TEXTAUSZUG:
* * *
Es sei schön, nicht von der eigenen Musik leben zu müssen, sagt Betke. „Man muss sich nicht künstlerisch verbiegen.“ Und wegen Corona ist diese Zweigleisigkeit natürlich erst recht von Vorteil. Er sehe ja bei seiner Lebenspartnerin, wie es ist, wenn man von den eigenen künstlerischen Fertigkeiten abhängig ist. Diese ist DJ und „seit März praktisch ohne Arbeit“.

Obwohl Betke vor „Fading“ so lange kein neues Album herausgebracht hat, ist er in diesem Jahr nun schon zum zweiten Mal als Interviewpartner gefragt. Denn Anfang des Jahres wurden drei Platten von ihm neu herausgebracht, mit denen er sich weltweit einen Namen als Koryphäe des sogenannten Dub-Technos gemacht hat. Die als Trilogie angelegten Werke, die schlicht als „1“ bis „3“ durchnummeriert waren, erschienen rund um die Jahrtausendwende. Sie wurden damals für ihren dubbig elektronischen Minimalismus gefeiert und nun bei der Wiederveröffentlichung nochmals allseits als Klassiker der Berliner Elektronik bestaunt. Für Knackgeräuschelektronik in der Echokammer, dafür gilt Pole seit diesem Dreier als Instanz.
* * *
BEREITGESTELLTE DATEN:
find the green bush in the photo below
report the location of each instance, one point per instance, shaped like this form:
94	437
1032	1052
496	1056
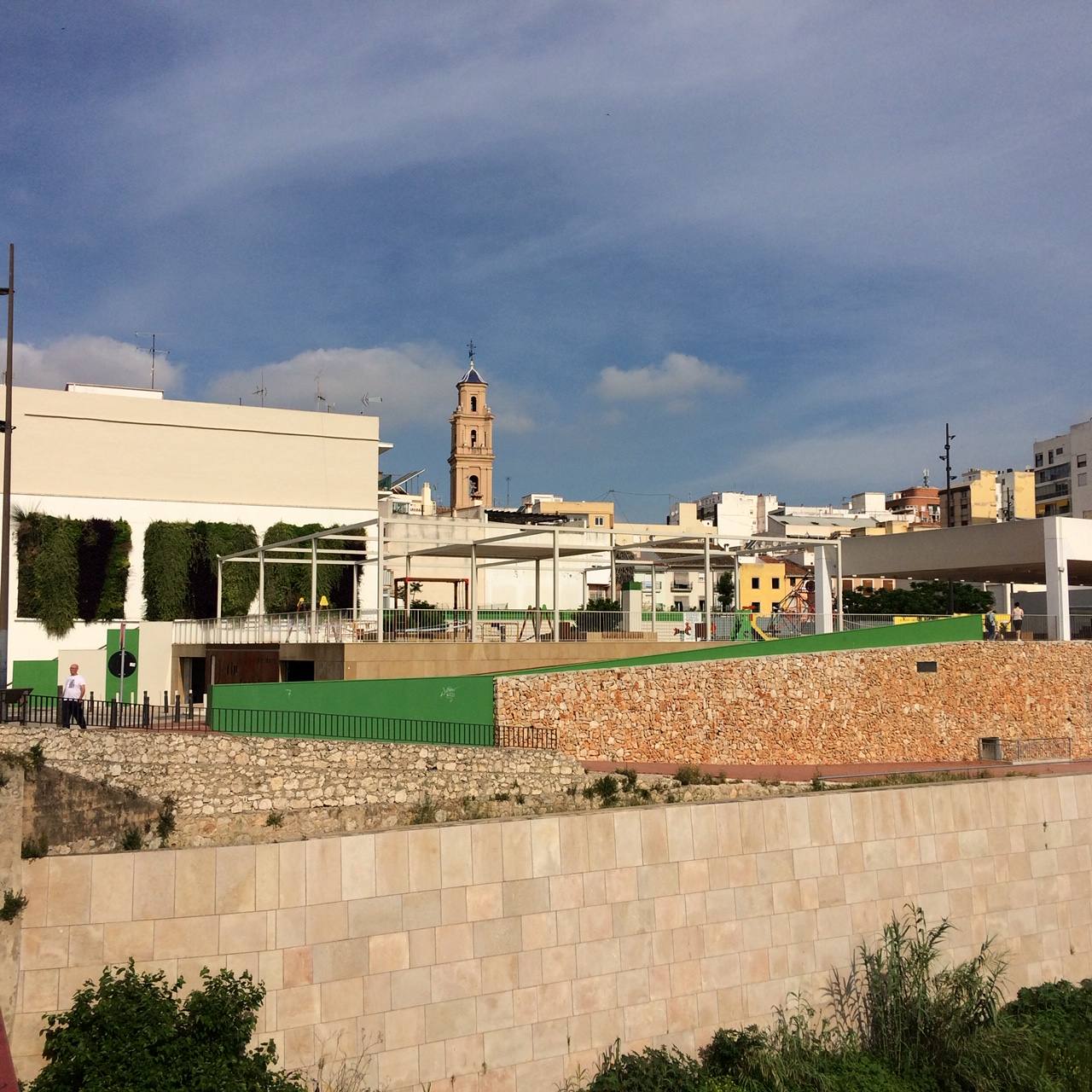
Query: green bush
905	1009
135	1032
71	569
652	1071
168	553
180	569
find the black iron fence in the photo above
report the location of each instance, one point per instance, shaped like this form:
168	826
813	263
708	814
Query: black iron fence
315	725
28	708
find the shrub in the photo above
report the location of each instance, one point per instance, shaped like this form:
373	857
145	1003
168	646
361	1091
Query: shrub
424	811
165	822
605	787
902	1009
652	1071
34	847
137	1025
15	903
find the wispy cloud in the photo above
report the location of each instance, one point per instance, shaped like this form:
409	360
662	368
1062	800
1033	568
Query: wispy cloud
676	381
85	358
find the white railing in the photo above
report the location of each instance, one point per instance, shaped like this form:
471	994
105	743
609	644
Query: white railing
498	624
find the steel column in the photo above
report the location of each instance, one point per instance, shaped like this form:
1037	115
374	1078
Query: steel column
473	592
379	579
557	613
709	594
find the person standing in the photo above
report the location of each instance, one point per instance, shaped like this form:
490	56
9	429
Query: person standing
75	687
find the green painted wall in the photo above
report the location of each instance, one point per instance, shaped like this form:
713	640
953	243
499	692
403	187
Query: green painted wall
967	628
461	699
132	644
39	674
468	699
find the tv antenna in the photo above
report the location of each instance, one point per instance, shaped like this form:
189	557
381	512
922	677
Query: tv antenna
154	351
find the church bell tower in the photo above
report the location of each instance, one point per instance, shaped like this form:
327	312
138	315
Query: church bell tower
472	456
* * *
AUFGABEN:
1. Welchen Beruf hat Betkes Lebenspartnerin laut dem Text über den Musiker Betke?
2. Führe den Text über den Musiker Betke im Anschluss an seinen letzten Satz weiter.
Die Zeilen stammen aus einer anderen Quelle als der Text.

LÖSUNGEN:
1. Sie ist DJ.

2.
Danach hat Betke seine Musik durchaus in andere Richtungen weiterentwickelt. Er hat mit HipHop experimentiert, er hat sich weg von der Konzentration auf Geräusche fast schon hin zum Beatbastler entwickelt. Nun auf „Fading“ ist er wieder der Elektroniker von damals, ohne sich dabei einfach nur selbst zu wiederholen. Seine Musik dampft nicht mehr ganz so sehr vor sich hin, sondern ist abstrakt und vielschichtig. Eher Jazz als Dub vielleicht.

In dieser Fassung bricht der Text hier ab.